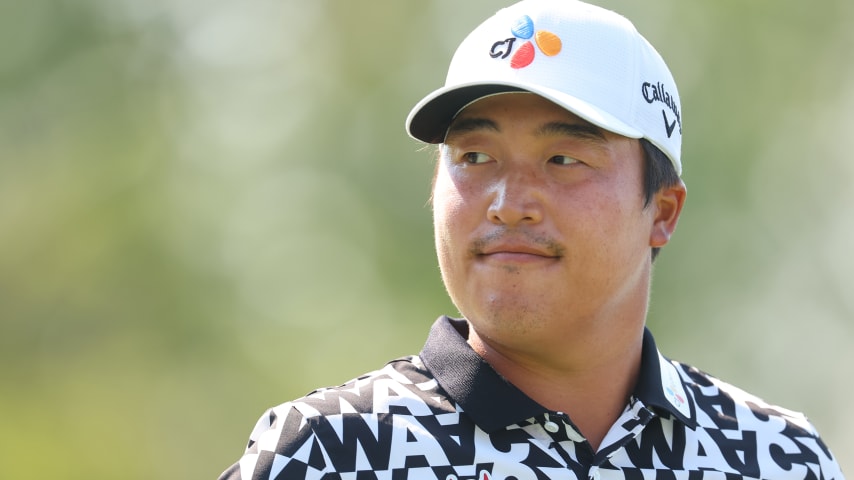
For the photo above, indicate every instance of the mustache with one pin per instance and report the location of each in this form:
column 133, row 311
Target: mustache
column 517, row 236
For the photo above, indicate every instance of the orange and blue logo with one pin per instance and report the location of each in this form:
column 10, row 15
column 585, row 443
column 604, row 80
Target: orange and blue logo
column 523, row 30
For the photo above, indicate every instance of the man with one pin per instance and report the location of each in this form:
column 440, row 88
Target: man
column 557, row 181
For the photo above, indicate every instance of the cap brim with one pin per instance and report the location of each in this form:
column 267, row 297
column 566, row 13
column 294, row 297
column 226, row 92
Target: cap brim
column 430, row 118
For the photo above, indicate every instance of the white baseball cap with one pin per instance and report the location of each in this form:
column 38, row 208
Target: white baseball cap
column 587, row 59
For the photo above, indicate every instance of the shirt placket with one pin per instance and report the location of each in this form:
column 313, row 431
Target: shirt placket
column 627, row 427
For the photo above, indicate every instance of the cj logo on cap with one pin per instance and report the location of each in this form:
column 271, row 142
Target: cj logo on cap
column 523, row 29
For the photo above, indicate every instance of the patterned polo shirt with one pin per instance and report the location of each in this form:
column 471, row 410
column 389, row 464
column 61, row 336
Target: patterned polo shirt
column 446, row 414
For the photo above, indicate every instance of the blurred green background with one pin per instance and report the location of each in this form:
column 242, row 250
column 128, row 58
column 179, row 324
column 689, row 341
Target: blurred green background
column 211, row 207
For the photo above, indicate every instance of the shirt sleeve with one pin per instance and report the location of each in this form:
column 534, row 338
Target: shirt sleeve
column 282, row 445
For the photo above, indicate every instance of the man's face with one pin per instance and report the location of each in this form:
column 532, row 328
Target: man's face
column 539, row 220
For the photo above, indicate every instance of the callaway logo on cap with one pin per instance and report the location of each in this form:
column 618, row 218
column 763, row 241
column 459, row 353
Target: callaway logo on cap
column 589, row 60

:::

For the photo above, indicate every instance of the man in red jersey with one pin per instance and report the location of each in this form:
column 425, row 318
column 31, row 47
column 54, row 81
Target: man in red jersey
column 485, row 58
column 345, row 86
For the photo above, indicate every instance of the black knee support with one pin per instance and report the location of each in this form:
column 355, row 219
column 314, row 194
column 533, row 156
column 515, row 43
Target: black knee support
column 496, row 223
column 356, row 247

:::

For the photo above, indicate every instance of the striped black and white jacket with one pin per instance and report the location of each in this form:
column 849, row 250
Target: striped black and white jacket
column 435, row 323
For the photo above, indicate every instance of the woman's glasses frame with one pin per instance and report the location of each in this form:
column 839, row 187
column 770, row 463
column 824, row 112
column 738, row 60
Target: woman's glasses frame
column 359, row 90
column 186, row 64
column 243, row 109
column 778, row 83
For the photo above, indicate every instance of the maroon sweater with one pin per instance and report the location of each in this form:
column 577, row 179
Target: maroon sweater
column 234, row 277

:::

◆ PROBLEM:
Only the lines from the one containing "For the photo above, indicate every instance of the mustache" through the one containing "column 604, row 80" are to be retyped, both boundary lines included, with no other material.

◆ ANSWER BOX:
For the photo above, indicate every instance of the mustache with one pin per instance and report the location of each in this form:
column 133, row 311
Target: mustache
column 517, row 236
For the photo above, indicate every instance of the orange and blue logo with one pin per instance and report the location of each in this form:
column 10, row 15
column 585, row 443
column 604, row 80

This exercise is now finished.